**RECORD EXTRACTS:**

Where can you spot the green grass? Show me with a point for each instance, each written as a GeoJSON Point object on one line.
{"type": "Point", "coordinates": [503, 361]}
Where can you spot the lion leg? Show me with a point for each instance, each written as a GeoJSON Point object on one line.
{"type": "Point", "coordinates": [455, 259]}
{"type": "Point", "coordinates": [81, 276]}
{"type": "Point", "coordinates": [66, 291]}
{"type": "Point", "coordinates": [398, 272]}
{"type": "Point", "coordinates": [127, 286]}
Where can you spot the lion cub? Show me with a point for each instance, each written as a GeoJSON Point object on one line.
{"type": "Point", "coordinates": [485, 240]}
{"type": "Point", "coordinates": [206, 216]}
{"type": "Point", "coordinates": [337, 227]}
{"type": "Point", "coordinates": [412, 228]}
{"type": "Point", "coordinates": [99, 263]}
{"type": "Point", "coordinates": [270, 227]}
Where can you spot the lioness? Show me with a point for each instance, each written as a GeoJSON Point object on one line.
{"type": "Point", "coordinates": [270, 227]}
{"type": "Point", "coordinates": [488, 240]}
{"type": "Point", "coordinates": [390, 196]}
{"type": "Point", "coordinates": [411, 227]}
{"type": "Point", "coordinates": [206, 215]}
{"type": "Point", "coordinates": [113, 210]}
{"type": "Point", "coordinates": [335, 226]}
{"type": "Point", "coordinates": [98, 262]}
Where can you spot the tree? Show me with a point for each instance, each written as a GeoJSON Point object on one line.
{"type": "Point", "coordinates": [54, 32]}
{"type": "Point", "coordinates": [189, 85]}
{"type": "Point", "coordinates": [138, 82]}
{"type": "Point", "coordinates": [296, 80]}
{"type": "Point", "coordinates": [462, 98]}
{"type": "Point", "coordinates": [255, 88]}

**ABOUT THIS EXERCISE:** The full listing above should be repeated without omission.

**SOLUTION FOR THIS EXERCISE:**
Where can you spot the green grass? Show me with a point for each instance, each written as a GeoJSON Point object on one line.
{"type": "Point", "coordinates": [503, 361]}
Where can you spot the lion leg? Show me with a point for each instance, each written as a GeoJSON Point object on one line.
{"type": "Point", "coordinates": [455, 259]}
{"type": "Point", "coordinates": [81, 276]}
{"type": "Point", "coordinates": [66, 291]}
{"type": "Point", "coordinates": [398, 272]}
{"type": "Point", "coordinates": [127, 286]}
Where can you spot the lion cub? Show me with a point for each instance, each written as a GeoJSON Point object on one line.
{"type": "Point", "coordinates": [485, 240]}
{"type": "Point", "coordinates": [206, 216]}
{"type": "Point", "coordinates": [337, 227]}
{"type": "Point", "coordinates": [412, 228]}
{"type": "Point", "coordinates": [99, 263]}
{"type": "Point", "coordinates": [270, 227]}
Where can you spot the lioness? Show me with a point for each instance, each written as a GeoJSON Point object on one line.
{"type": "Point", "coordinates": [270, 227]}
{"type": "Point", "coordinates": [488, 240]}
{"type": "Point", "coordinates": [390, 196]}
{"type": "Point", "coordinates": [411, 227]}
{"type": "Point", "coordinates": [206, 215]}
{"type": "Point", "coordinates": [113, 210]}
{"type": "Point", "coordinates": [335, 226]}
{"type": "Point", "coordinates": [98, 262]}
Where can you spot the tree? Show me with a point for each instance, each written as a GeoJSON Point object on one line.
{"type": "Point", "coordinates": [54, 32]}
{"type": "Point", "coordinates": [189, 85]}
{"type": "Point", "coordinates": [138, 82]}
{"type": "Point", "coordinates": [296, 80]}
{"type": "Point", "coordinates": [462, 98]}
{"type": "Point", "coordinates": [255, 88]}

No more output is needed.